- **TEXT SEGMENT**
■ ■ ■ ■ ■

So back to my it’s not that bad. I also make this claim because the cold can be BREATHTAKINGLY BEAUTIFUL. A fairytale. Most days, we feel like we wake up to our own frozen Narnia. The trees are cloaked in hoarfrost and those white granular ice particles suspended in the atmosphere create a muted serenity.
Now granted, there are very few days of cobalt blue sky. More often than not, we live under an opaque whey sky. Life exists in black, white and grey. But it is still gorgeous in its own way, a beauty I haven’t been able to quite capture with my camera.
And on the days that the lazy sun sweeps the horizon from east to west, the visual effect of radiant light against the ice crystals is pure bliss. The changing sky is what creates winter’s color palette. (I have a WHOLE separate post planned about the “darkness,” so stay tuned for that).
Steam, or atmospheric swirls of opposing air temps, is all around us. Our cabin doesn’t have what they call an arctic entry (basically a mud room). So you open our door and the visible cold rushes in. The door gets stuck because there’s a layer of ice around it and Justin scrapes it off occasionally. You’ll typically see people’s windows frosted over from the inside when the outside temps are below zero. We have a lot of condensation from our breath! But, frost creates more winter artwork.
Everything outside feels so fragile, like it can shatter thanks to the cold (including my nose?). Plastic gets brittle. Tires freeze into funny shapes. The flow of propane is compromised. Car parts need warming to allow the motor oil and pistons to move (remember from this post? We plug in our car to run the engine block, oil pan and battery heater). Even the arctic air gets bottled up.
Have you heard of ice fog? Thanks to below zero temps, the inversion layer is low (warm air resting on top of cold air), meaning all the car emissions or other polluted air—or just any source of water vapor—hovers at eye level, trapped. Steam rises off of rivers, at least the ones that aren’t fully frozen yet. Car exhaust hangs over the roads like cotton candy. Ice fog looks pretty, but when you are driving behind a big truck, it is no bueno. Definitely more of a problem in bigger cities, like Fairbanks, but Healy has its fair share of smoke stacks from the coal mine and oil heaters all around town.
Another thing to note, wind is everything. As I’ve been warned, Alaskans will take 40 below any day over 40mph winds. I can’t say we’ve experienced terrible wind in Healy this winter, but we’ve seen its power. Here in Healy, it is a snow eater! One day of wind changed the entire landscape, to the point that we saw the brown ground underneath!
In the cold, layers are your friend and being appropriately clothed makes all the difference. Wardrobe requirements: the thicker and bulkier, the better. Y’all have seen The Christmas Story, right? We are no experts. We are still figuring out what works when and my biggest takeaway so far: you can never have enough.

■ ■ ■ ■ ■

- **DATA BLOCK**
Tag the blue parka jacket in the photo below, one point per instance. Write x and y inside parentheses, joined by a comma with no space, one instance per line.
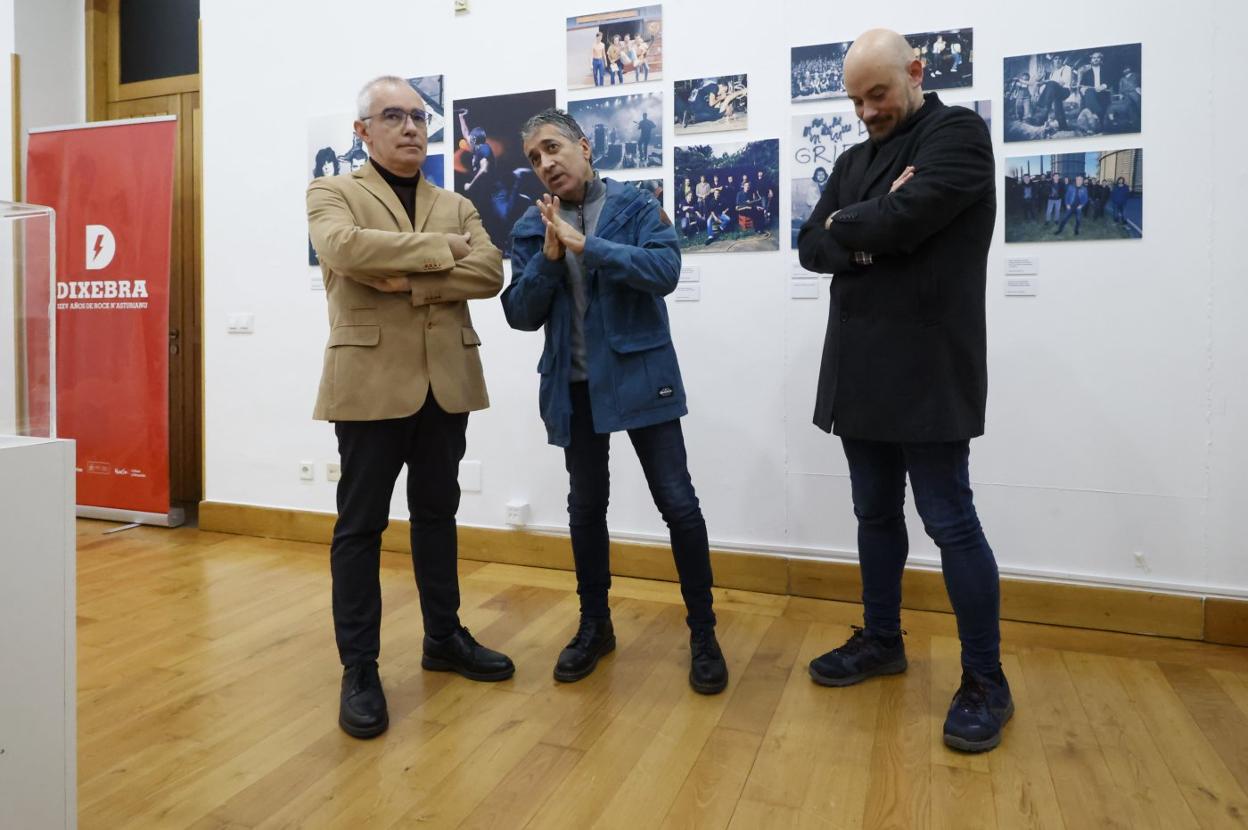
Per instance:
(630,262)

■ ■ ■ ■ ■

- **WHAT THE EXERCISE ASKS**
Translate this sentence from the text about winter cold into Spanish: "Steam rises off of rivers, at least the ones that aren’t fully frozen yet." Rely only on the text, not on the material.

- **FINAL RESULT**
El vapor se eleva de los ríos, al menos de los que aún no están completamente congelados.